# Google Earth can help in finding collecting localities in DFW



## northtexasfossilguy (Mar 6, 2009)

The secret to finding good collecting localities in Texas is to find a lineation of trees which denotes a creek, follow along the creek while zoomed in on Google Earth until you find an area that is cleared of overhead vegetation--no or very few trees. 

There is better potential for good collecting in areas with large amounts of runoff from businesses and industry parking lots, and downstream of major institutions and golf courses which often over-fertilize their landscapes. The fertilizers get into the water and encourage massive amounts of plants to develop. 

Some of the plants I've seen are actually quite beautiful, and with enough care to remove all the algae can be introduced into the home aquarium or placed in a Native Texas biotope (we could build one at a future meeting). I'd be glad to build a tank for that and we could take a few buckets of soil and plants which were collected and build a setup. I think it would be cloudy and the results may not be immediately apparent, but with time it would turn into a cool tank.

• • • •

→ **REQUIRED WORK**:
1. List the steps the post about finding collecting localities gives for locating a good spot on Google Earth.
2. Carry on the post about finding collecting localities, starting after its final sentence.

• • • •

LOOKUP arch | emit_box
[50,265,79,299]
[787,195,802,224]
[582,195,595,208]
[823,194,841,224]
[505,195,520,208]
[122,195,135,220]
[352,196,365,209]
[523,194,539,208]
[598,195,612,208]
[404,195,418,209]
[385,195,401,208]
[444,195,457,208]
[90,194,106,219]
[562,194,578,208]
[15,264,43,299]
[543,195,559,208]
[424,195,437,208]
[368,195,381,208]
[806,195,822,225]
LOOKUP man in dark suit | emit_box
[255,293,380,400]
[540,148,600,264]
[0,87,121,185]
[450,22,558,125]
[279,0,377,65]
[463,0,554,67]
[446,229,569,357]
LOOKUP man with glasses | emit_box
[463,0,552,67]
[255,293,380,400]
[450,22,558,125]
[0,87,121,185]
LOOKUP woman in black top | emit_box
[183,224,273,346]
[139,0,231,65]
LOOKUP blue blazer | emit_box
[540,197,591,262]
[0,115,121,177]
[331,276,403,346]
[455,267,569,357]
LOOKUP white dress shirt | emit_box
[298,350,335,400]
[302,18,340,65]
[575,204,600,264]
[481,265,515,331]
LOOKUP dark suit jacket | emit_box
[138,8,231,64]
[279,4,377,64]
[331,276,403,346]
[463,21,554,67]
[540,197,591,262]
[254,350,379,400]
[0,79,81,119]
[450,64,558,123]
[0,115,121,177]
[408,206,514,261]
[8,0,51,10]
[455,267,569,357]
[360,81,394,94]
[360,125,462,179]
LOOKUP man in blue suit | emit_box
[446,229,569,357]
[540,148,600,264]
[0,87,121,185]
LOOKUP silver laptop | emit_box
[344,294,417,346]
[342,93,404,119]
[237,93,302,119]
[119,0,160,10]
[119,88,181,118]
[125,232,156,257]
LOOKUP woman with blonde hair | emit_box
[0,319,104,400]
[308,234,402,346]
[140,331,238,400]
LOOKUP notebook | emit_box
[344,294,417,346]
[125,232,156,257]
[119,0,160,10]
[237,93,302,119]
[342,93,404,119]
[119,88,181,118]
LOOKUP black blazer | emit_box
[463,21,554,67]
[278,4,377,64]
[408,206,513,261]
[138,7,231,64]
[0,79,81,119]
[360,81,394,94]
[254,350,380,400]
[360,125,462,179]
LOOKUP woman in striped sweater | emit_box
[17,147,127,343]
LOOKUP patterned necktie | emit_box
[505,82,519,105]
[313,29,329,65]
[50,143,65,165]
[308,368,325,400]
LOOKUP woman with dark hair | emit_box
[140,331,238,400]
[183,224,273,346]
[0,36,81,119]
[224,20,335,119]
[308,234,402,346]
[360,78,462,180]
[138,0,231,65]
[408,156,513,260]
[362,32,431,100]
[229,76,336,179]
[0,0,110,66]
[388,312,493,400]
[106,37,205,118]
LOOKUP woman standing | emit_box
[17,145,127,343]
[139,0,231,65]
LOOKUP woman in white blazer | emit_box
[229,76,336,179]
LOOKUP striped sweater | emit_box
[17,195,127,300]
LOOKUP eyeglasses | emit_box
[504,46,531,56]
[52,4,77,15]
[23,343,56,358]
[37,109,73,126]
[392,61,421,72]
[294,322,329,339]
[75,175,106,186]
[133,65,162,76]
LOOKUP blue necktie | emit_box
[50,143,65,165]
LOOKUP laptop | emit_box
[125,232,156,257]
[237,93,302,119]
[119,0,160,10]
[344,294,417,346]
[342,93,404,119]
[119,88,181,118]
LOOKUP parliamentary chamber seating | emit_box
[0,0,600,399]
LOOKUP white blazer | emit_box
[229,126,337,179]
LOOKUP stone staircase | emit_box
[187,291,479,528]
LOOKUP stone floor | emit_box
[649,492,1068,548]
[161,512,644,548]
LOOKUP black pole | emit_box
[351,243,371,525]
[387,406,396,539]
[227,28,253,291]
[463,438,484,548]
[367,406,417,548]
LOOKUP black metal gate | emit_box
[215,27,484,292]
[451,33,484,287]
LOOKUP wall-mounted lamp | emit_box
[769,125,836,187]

• • • •

→ **FINAL RESULTS**:
1.
1. Find a line of trees that marks a creek.
2. Zoom in on Google Earth and follow along the creek.
3. Keep going until you reach an area cleared of overhead vegetation, with no trees or very few.

2.
----------



## northtexasfossilguy (Mar 6, 2009)

You will also have better luck based on geology. Areas with at least some carbonate rocks are more likely to have clearer waters that are good for aquatic plants. These areas are in north Dallas, and in Ft Worth. The mid-cities areas have shale and black clay soils typically, and are less likely to have plants. Golf Courses seem to be the best place to start looking.


----------



## doubleott05 (Jul 20, 2005)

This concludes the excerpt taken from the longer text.